### Source data
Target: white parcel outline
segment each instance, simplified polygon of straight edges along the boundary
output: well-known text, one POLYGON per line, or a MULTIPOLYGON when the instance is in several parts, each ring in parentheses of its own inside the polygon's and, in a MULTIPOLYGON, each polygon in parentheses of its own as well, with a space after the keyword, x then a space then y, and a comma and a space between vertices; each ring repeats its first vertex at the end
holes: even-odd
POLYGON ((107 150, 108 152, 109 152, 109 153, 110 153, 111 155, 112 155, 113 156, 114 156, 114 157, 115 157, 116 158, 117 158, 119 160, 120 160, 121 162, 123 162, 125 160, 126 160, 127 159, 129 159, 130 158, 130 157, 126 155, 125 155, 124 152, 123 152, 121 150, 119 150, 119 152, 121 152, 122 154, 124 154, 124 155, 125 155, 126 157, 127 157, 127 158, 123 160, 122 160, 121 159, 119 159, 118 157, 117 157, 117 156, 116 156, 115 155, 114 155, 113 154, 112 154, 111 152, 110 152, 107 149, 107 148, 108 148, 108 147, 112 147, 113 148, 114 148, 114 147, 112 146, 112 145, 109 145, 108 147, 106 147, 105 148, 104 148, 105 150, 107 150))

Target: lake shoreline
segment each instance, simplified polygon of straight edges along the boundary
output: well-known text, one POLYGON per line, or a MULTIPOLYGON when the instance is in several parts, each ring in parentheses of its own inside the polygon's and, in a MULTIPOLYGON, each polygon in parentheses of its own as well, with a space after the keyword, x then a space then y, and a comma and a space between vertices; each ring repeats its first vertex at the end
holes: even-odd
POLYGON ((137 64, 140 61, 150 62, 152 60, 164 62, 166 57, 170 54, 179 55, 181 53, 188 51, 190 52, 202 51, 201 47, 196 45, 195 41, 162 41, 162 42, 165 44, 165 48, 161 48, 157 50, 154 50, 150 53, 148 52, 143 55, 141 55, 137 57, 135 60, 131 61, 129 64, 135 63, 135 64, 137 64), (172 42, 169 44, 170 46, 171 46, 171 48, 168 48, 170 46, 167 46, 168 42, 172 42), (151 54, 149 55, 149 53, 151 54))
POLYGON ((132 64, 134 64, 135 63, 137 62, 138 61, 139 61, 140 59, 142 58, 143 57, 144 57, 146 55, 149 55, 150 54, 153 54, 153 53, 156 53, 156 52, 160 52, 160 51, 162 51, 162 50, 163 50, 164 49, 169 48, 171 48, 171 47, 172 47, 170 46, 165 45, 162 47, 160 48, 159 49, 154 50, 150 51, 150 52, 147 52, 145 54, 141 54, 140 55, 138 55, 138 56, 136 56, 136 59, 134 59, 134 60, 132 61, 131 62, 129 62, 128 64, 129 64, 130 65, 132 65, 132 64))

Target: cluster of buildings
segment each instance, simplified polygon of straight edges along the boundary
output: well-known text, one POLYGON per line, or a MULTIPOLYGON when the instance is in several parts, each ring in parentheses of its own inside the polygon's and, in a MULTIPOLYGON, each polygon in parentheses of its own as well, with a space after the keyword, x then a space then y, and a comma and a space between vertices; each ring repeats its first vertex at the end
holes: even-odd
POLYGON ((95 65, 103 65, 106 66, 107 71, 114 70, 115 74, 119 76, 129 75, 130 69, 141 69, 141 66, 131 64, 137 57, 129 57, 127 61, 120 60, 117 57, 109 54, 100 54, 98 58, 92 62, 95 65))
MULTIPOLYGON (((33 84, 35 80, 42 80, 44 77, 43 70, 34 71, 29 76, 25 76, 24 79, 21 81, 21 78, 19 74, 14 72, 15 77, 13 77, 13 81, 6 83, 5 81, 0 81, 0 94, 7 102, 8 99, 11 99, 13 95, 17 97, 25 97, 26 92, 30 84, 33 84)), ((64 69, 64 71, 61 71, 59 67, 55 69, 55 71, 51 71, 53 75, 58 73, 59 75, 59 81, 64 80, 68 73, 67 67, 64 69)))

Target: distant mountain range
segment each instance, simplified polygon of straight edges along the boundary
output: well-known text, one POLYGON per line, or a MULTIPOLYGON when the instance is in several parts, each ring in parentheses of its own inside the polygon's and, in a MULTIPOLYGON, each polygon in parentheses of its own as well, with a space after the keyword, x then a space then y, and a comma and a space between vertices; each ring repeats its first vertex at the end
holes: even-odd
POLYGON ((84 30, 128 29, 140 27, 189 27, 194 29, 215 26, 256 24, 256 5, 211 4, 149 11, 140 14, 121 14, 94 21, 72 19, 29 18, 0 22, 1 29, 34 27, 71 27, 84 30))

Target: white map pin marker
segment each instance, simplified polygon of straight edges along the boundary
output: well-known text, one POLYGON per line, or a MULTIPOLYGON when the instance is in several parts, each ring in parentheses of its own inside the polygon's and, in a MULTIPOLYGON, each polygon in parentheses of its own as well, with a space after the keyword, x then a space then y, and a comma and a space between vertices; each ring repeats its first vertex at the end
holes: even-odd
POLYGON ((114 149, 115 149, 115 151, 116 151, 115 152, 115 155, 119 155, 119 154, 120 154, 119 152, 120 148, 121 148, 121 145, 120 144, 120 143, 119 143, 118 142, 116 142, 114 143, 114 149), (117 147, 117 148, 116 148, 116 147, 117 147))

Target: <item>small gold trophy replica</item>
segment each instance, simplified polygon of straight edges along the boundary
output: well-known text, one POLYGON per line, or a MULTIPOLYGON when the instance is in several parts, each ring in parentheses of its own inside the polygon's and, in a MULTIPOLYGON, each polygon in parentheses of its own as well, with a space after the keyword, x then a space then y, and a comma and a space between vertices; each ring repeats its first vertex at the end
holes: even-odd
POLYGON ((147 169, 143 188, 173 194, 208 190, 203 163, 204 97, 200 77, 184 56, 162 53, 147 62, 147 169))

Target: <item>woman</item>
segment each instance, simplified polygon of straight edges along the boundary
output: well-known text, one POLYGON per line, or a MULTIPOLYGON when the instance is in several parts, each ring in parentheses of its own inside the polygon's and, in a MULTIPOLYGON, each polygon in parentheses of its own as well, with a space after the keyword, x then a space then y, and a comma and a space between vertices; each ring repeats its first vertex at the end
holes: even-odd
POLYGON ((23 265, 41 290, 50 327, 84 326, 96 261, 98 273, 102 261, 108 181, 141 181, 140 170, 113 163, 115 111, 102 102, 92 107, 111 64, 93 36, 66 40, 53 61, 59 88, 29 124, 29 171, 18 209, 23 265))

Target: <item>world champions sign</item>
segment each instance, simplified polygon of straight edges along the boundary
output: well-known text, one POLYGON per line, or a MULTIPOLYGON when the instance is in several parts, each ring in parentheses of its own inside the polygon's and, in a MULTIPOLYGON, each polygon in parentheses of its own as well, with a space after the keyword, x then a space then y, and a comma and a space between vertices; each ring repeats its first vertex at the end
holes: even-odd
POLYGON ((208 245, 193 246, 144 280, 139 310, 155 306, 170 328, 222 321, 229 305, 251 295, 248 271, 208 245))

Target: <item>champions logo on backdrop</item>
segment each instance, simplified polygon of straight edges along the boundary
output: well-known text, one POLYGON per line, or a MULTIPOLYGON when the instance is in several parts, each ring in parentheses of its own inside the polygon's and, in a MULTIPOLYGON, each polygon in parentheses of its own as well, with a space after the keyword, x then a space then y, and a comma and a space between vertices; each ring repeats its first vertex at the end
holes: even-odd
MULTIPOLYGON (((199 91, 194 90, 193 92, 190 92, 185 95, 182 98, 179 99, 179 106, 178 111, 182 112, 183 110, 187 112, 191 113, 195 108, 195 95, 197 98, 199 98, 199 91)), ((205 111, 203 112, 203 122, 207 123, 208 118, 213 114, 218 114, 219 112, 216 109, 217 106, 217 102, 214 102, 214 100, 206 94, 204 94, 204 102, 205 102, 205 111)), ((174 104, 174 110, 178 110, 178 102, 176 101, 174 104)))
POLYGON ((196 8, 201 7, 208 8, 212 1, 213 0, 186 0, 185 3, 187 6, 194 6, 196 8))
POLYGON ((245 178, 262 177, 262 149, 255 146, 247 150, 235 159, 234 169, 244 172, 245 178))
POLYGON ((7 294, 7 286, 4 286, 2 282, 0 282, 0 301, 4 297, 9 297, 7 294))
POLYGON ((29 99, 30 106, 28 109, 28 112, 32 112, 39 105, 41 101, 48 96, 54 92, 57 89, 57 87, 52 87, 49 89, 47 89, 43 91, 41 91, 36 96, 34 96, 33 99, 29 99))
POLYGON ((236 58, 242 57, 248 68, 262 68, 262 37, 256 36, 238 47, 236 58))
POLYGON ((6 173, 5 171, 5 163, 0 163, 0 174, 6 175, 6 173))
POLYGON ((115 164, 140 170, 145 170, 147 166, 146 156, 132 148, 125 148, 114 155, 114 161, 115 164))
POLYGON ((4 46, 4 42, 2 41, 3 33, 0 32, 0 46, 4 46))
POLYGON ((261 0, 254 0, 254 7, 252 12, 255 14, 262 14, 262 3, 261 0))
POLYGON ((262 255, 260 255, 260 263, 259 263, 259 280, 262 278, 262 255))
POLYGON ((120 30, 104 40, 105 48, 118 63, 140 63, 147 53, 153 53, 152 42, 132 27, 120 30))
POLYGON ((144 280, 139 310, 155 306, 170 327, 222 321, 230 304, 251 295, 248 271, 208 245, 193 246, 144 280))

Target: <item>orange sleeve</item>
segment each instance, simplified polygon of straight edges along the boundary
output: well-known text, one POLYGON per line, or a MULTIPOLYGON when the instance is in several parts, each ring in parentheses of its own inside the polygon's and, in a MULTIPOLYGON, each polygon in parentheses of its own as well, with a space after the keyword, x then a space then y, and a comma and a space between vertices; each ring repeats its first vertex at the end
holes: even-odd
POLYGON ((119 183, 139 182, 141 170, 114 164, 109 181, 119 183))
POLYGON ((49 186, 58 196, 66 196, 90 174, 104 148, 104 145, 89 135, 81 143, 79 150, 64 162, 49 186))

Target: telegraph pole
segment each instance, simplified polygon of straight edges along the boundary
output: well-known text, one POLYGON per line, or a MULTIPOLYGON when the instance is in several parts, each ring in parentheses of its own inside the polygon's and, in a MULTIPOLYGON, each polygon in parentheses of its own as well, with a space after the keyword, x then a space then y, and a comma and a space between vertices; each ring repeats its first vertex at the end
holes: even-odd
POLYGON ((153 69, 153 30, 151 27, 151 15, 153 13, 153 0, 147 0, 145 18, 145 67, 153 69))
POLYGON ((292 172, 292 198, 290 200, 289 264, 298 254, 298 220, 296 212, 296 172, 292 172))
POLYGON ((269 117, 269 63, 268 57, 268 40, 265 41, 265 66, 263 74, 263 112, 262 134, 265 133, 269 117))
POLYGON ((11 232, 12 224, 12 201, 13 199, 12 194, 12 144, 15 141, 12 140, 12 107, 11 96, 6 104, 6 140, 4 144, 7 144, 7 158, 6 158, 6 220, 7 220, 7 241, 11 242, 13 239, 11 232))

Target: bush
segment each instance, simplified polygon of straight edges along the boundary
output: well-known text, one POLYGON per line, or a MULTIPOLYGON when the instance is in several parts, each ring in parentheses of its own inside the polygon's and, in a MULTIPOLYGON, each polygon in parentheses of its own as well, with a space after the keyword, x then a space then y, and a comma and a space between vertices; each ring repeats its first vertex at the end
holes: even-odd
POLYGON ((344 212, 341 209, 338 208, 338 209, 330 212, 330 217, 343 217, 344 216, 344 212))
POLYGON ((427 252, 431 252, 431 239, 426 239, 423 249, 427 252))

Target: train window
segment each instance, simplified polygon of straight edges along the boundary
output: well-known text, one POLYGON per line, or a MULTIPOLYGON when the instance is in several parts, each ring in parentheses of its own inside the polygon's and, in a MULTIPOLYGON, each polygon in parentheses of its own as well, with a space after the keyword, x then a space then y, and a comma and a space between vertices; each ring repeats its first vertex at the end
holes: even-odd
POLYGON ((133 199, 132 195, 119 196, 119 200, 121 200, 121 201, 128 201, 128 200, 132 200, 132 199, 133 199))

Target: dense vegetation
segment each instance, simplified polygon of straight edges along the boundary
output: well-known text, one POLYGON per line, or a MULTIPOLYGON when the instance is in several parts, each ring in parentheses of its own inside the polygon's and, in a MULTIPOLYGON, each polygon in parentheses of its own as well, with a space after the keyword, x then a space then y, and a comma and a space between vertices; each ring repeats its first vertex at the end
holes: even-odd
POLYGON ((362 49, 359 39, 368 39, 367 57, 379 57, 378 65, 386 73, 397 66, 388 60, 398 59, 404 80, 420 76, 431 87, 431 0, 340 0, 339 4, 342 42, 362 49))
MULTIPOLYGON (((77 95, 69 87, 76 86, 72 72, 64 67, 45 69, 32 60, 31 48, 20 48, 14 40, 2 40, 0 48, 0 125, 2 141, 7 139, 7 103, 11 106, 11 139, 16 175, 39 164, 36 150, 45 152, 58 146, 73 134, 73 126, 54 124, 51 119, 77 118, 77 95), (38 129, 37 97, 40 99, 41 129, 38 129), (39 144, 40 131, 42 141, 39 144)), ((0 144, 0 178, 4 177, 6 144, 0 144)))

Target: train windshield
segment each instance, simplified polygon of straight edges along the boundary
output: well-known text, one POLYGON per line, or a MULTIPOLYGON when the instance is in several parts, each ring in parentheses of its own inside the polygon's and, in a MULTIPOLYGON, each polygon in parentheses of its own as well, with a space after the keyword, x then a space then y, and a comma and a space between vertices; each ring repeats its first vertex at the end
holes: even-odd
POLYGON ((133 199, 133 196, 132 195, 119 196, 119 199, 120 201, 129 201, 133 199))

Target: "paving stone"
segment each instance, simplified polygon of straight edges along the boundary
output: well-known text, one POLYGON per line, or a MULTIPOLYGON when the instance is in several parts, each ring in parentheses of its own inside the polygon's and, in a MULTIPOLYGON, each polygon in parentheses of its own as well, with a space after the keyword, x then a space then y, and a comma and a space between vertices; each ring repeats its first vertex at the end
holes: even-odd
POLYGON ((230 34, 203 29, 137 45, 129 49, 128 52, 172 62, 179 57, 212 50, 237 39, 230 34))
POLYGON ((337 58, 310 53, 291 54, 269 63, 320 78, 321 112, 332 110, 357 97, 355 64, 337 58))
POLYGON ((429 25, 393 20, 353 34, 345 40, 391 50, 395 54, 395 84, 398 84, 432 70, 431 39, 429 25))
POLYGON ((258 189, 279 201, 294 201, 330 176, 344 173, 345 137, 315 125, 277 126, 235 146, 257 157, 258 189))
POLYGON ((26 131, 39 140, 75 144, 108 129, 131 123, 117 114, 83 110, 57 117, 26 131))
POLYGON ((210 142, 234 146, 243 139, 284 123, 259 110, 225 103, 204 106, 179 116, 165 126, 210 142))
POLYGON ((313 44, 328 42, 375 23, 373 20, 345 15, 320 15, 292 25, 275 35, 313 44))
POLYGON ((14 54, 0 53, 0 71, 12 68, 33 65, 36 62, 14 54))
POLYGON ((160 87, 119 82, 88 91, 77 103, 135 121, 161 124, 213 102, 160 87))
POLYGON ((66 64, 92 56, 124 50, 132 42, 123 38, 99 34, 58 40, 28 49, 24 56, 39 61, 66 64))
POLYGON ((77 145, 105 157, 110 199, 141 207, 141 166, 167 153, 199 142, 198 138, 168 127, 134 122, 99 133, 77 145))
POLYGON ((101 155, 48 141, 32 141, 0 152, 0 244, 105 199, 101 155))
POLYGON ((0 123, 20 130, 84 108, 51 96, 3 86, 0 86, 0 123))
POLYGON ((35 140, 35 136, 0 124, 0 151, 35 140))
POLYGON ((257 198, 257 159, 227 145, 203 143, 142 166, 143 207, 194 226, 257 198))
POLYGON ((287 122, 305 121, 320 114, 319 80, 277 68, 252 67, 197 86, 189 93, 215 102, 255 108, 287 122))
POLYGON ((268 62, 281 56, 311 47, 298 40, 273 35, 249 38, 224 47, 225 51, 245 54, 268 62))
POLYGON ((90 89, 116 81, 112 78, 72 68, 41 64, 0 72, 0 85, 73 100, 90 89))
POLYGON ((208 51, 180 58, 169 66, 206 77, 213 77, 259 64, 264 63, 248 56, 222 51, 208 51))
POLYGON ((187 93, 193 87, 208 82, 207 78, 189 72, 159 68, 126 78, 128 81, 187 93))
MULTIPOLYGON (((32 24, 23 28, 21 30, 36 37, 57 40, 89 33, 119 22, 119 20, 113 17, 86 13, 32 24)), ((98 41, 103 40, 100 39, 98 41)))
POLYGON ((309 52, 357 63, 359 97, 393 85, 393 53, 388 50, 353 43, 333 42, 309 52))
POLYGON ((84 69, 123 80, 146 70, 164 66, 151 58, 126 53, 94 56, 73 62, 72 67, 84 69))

### What to work on
Reproduce the lines of the records from the line with "Target: <item>orange sleeve</item>" up to and including the line with "POLYGON ((49 186, 58", character for character.

### Response to the exercise
Target: <item>orange sleeve</item>
segment each instance, simplified polygon of straight edges along the boundary
output: well-known text, one POLYGON per line, or a MULTIPOLYGON when the instance is in several parts, each ring in parentheses of its own inside the polygon's and, in a MULTIPOLYGON, each polygon in parentheses of its own as well, with a space after the keyword, x then a space then y, and a comma and a space between vertices; each ring repeats its first vertex at the end
holes: even-odd
POLYGON ((119 183, 139 182, 141 170, 114 164, 109 181, 119 183))
POLYGON ((49 186, 58 196, 66 196, 90 174, 104 148, 104 145, 89 135, 81 143, 79 150, 64 162, 49 186))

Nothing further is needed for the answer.